What is expected:
Set out everything in the material from the line containing "on jersey shown in this photo." down to the line containing "(1206, 403)", both included, as a numbered list without blank lines.
+++ Input rows +++
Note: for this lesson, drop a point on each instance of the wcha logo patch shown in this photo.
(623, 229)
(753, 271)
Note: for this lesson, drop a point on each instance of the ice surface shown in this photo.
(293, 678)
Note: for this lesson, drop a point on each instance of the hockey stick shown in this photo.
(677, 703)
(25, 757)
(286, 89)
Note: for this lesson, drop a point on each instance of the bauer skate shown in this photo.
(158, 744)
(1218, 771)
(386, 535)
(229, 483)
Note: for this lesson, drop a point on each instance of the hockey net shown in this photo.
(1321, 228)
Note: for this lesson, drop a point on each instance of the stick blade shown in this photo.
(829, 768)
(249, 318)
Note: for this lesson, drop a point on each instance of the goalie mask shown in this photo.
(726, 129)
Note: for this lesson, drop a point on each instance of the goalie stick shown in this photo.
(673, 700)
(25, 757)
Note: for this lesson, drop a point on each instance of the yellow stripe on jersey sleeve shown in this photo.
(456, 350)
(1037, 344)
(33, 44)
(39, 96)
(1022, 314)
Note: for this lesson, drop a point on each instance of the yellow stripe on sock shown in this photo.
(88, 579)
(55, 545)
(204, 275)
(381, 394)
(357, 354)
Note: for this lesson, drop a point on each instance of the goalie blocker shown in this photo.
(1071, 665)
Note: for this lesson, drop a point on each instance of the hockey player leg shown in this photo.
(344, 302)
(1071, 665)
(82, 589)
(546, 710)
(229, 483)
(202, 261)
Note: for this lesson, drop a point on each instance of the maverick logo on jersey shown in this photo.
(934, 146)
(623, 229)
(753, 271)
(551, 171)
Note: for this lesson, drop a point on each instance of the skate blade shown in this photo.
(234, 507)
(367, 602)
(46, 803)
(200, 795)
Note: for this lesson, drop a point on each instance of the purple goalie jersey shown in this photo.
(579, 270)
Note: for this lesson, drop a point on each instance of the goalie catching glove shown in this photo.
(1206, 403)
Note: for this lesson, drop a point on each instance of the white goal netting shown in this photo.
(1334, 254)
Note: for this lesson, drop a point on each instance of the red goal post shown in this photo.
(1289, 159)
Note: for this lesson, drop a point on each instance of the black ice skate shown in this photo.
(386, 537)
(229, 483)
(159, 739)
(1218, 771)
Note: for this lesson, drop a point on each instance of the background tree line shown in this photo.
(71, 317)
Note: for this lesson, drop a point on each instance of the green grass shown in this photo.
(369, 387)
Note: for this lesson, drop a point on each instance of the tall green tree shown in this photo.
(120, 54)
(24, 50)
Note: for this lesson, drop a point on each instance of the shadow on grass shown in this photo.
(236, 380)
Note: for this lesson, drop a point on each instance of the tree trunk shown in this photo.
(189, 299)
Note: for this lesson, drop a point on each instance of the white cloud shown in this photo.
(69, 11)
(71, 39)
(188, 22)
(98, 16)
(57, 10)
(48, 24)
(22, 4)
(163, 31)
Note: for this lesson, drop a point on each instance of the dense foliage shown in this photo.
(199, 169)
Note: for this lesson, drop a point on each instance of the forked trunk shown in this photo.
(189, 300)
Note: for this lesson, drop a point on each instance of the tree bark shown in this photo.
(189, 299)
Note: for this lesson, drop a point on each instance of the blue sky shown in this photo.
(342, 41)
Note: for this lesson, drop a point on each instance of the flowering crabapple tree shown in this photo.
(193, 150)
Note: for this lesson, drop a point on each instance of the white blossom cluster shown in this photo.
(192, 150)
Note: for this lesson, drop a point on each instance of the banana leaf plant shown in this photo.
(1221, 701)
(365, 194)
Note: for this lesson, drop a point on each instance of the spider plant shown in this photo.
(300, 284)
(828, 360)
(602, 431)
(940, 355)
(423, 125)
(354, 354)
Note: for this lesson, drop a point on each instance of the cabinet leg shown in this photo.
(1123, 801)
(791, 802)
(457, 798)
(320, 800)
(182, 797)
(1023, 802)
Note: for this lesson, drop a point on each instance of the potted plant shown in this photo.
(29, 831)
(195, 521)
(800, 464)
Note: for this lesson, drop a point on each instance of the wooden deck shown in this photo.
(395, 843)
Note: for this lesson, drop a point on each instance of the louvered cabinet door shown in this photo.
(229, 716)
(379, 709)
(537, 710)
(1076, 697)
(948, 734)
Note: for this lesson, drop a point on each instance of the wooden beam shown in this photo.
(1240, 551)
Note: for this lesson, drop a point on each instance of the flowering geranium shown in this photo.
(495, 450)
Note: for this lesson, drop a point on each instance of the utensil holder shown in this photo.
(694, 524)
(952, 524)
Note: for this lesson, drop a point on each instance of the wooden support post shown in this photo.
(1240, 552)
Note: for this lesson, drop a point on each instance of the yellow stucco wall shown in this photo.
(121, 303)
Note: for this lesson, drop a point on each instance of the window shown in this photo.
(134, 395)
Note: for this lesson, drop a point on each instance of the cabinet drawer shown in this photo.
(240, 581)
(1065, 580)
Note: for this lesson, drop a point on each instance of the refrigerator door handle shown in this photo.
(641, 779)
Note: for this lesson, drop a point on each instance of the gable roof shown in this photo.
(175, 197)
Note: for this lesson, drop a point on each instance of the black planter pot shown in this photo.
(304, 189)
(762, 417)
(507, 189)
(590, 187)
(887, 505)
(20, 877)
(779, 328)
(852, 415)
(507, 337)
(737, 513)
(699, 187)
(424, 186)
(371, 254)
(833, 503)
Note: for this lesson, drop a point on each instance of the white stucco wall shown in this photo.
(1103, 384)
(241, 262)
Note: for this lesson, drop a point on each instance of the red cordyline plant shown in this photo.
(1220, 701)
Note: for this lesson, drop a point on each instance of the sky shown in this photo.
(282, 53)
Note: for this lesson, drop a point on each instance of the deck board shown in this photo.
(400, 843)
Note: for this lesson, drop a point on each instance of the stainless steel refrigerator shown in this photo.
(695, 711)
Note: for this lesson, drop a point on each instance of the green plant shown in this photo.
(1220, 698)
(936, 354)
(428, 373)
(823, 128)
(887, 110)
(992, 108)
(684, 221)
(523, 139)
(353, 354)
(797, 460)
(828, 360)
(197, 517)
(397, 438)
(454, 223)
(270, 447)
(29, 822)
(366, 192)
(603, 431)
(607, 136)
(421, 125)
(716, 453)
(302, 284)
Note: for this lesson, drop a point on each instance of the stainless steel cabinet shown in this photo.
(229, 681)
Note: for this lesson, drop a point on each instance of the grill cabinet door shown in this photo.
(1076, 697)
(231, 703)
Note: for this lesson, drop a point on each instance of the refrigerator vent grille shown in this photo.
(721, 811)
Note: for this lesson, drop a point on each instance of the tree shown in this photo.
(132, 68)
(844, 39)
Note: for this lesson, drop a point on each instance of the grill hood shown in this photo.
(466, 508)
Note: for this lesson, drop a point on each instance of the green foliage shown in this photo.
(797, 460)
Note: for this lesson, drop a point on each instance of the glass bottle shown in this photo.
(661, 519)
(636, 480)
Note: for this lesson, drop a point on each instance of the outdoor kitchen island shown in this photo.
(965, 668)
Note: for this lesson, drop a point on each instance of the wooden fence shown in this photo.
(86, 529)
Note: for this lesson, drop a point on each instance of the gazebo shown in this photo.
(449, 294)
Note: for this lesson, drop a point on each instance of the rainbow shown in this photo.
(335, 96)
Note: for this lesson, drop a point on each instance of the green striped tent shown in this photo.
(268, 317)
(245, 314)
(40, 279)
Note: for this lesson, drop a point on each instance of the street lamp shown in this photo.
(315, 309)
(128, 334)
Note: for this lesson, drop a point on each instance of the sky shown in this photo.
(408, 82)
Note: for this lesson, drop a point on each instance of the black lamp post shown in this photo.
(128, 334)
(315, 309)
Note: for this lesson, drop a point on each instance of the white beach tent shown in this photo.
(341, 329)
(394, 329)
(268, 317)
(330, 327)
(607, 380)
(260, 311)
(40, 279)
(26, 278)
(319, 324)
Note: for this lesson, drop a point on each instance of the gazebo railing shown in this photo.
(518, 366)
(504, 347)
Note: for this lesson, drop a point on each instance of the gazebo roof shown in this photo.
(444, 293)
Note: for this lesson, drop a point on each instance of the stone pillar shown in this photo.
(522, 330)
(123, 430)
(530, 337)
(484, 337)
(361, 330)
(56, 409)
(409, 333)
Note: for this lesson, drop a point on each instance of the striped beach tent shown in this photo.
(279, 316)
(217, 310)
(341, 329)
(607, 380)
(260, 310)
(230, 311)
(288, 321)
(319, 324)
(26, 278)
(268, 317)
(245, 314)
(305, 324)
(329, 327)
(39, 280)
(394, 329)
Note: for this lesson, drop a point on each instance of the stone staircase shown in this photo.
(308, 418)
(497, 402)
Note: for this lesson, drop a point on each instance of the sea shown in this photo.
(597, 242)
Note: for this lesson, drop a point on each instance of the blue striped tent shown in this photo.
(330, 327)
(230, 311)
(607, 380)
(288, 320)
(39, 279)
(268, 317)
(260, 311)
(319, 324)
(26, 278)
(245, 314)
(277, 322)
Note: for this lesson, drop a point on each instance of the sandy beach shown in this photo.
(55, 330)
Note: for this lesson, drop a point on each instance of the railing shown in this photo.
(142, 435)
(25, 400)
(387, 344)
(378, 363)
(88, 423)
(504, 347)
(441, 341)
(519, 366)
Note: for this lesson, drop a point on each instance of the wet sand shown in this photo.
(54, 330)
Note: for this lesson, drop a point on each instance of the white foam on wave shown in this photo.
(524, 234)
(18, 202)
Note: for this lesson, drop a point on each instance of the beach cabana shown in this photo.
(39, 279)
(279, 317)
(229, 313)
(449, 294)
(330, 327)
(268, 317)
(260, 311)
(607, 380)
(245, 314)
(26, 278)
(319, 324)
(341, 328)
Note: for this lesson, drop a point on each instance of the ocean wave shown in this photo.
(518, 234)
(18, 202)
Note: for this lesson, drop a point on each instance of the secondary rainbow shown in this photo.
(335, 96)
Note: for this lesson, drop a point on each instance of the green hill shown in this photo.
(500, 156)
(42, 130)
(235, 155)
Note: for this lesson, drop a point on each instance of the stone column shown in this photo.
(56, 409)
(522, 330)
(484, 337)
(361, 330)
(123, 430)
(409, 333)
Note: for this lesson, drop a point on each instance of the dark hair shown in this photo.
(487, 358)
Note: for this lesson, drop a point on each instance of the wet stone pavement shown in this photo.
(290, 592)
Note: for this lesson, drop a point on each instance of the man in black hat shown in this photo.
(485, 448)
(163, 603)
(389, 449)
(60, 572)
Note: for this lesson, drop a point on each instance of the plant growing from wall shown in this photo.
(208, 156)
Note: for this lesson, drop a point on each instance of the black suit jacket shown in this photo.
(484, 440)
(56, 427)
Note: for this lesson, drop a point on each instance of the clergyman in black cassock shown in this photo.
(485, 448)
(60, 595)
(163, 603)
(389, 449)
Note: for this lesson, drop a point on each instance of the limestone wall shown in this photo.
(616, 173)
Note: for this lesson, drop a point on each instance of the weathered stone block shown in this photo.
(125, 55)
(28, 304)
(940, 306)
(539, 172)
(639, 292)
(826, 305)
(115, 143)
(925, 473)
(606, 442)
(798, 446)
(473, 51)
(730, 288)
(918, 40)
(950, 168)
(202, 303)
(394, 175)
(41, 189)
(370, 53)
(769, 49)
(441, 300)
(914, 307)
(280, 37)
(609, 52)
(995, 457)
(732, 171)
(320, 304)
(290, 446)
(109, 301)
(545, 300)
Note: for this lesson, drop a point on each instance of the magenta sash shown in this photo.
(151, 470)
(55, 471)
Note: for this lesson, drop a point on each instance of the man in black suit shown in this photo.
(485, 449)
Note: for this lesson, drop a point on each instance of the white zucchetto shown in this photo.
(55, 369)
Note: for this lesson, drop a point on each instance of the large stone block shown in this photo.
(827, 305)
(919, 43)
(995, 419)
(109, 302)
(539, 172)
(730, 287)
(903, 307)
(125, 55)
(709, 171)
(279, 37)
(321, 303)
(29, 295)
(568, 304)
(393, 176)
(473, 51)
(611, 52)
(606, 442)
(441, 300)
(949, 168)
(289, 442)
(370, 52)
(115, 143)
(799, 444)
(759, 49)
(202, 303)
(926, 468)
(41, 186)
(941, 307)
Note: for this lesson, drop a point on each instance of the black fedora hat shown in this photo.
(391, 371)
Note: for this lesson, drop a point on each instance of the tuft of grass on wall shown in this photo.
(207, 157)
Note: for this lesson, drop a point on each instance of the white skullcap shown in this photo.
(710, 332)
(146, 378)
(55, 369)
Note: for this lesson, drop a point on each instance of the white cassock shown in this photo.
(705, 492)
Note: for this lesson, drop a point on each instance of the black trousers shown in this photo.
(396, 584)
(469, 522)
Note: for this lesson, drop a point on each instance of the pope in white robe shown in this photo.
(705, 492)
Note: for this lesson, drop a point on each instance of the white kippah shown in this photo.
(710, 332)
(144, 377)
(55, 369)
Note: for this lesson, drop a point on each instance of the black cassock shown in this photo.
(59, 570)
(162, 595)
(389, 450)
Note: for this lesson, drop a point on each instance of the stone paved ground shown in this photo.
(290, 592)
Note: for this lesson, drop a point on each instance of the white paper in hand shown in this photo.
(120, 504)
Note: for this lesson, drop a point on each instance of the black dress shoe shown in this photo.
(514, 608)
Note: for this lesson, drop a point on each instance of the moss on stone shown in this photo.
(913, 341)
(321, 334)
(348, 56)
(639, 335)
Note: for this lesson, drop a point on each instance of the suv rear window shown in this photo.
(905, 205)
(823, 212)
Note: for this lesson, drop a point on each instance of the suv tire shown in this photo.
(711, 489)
+++
Answer to the problem:
1. Note: for this lesson, drop a point on each instance of the maverick logo on jersey shown in this photo.
2. (934, 146)
3. (623, 229)
4. (753, 271)
5. (551, 171)
6. Note: for this lesson, drop a point on each instance of the skate blade shown in this photo.
7. (234, 507)
8. (367, 602)
9. (46, 803)
10. (200, 795)
11. Note: for this lesson, drop a point on each instance of the purple goalie jersey shown in this photo.
12. (579, 270)
13. Note: for this lesson, drop a point on each instance of the goalie catching glove shown in this photo.
14. (1206, 403)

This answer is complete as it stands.